→ **Aim of the task**
From the records below, filter out and copy every line that contains the string "moss", please.

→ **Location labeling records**
---+---

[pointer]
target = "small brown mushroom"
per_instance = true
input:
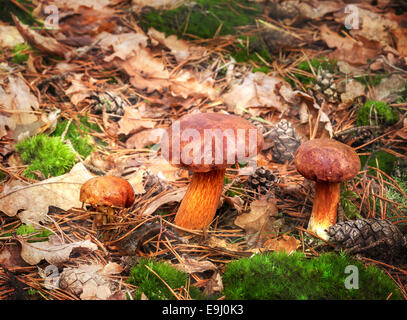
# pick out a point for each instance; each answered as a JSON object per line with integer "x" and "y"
{"x": 207, "y": 144}
{"x": 105, "y": 194}
{"x": 328, "y": 163}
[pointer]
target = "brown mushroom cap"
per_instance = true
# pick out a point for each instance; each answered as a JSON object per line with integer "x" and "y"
{"x": 107, "y": 190}
{"x": 326, "y": 160}
{"x": 218, "y": 124}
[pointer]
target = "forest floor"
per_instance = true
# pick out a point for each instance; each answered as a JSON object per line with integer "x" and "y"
{"x": 100, "y": 77}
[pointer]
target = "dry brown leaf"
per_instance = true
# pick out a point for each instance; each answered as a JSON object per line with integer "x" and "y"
{"x": 53, "y": 251}
{"x": 124, "y": 45}
{"x": 9, "y": 36}
{"x": 132, "y": 121}
{"x": 353, "y": 52}
{"x": 193, "y": 265}
{"x": 260, "y": 222}
{"x": 79, "y": 89}
{"x": 92, "y": 282}
{"x": 10, "y": 257}
{"x": 62, "y": 192}
{"x": 44, "y": 44}
{"x": 259, "y": 90}
{"x": 174, "y": 196}
{"x": 180, "y": 49}
{"x": 149, "y": 73}
{"x": 284, "y": 243}
{"x": 162, "y": 4}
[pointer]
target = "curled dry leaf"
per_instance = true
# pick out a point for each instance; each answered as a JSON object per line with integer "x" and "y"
{"x": 44, "y": 44}
{"x": 259, "y": 90}
{"x": 92, "y": 282}
{"x": 79, "y": 89}
{"x": 284, "y": 243}
{"x": 260, "y": 222}
{"x": 62, "y": 192}
{"x": 53, "y": 251}
{"x": 10, "y": 37}
{"x": 353, "y": 52}
{"x": 132, "y": 121}
{"x": 173, "y": 196}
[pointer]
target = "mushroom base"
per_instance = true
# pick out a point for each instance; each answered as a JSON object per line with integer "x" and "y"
{"x": 201, "y": 200}
{"x": 324, "y": 210}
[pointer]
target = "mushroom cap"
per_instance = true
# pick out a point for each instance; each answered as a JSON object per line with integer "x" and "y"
{"x": 107, "y": 190}
{"x": 202, "y": 142}
{"x": 326, "y": 160}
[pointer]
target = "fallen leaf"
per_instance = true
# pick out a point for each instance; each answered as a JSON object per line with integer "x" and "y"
{"x": 53, "y": 251}
{"x": 92, "y": 282}
{"x": 10, "y": 257}
{"x": 173, "y": 196}
{"x": 62, "y": 192}
{"x": 193, "y": 265}
{"x": 259, "y": 90}
{"x": 132, "y": 121}
{"x": 9, "y": 37}
{"x": 349, "y": 50}
{"x": 79, "y": 89}
{"x": 124, "y": 45}
{"x": 389, "y": 88}
{"x": 284, "y": 243}
{"x": 44, "y": 44}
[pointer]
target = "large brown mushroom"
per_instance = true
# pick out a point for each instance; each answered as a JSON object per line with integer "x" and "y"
{"x": 328, "y": 163}
{"x": 207, "y": 144}
{"x": 106, "y": 193}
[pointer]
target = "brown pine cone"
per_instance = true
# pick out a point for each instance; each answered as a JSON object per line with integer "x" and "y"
{"x": 375, "y": 238}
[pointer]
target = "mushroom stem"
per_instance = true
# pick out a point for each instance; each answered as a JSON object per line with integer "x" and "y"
{"x": 325, "y": 206}
{"x": 201, "y": 200}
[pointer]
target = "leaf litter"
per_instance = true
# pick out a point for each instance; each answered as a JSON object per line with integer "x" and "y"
{"x": 101, "y": 51}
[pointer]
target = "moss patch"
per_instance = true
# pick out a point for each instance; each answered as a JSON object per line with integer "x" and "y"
{"x": 78, "y": 135}
{"x": 48, "y": 155}
{"x": 296, "y": 277}
{"x": 202, "y": 18}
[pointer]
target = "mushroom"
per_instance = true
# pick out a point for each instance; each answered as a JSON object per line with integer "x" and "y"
{"x": 105, "y": 194}
{"x": 207, "y": 144}
{"x": 328, "y": 163}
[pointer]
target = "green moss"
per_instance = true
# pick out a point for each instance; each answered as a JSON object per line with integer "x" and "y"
{"x": 295, "y": 277}
{"x": 19, "y": 52}
{"x": 48, "y": 155}
{"x": 77, "y": 134}
{"x": 149, "y": 284}
{"x": 202, "y": 18}
{"x": 379, "y": 110}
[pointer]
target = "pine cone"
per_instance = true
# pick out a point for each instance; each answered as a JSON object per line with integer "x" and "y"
{"x": 324, "y": 87}
{"x": 262, "y": 181}
{"x": 375, "y": 238}
{"x": 109, "y": 102}
{"x": 284, "y": 142}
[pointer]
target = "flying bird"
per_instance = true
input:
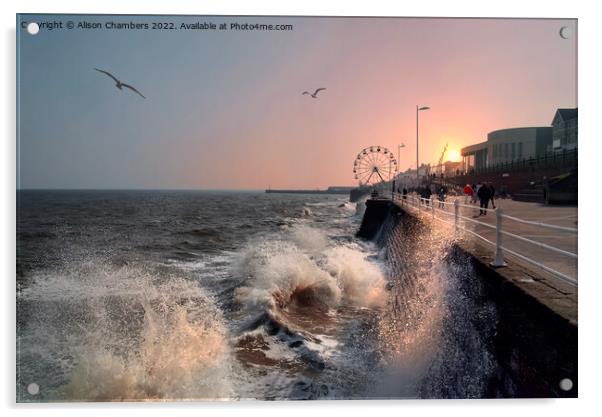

---+---

→ **Correct answer**
target = "moss patch"
target = "green moss"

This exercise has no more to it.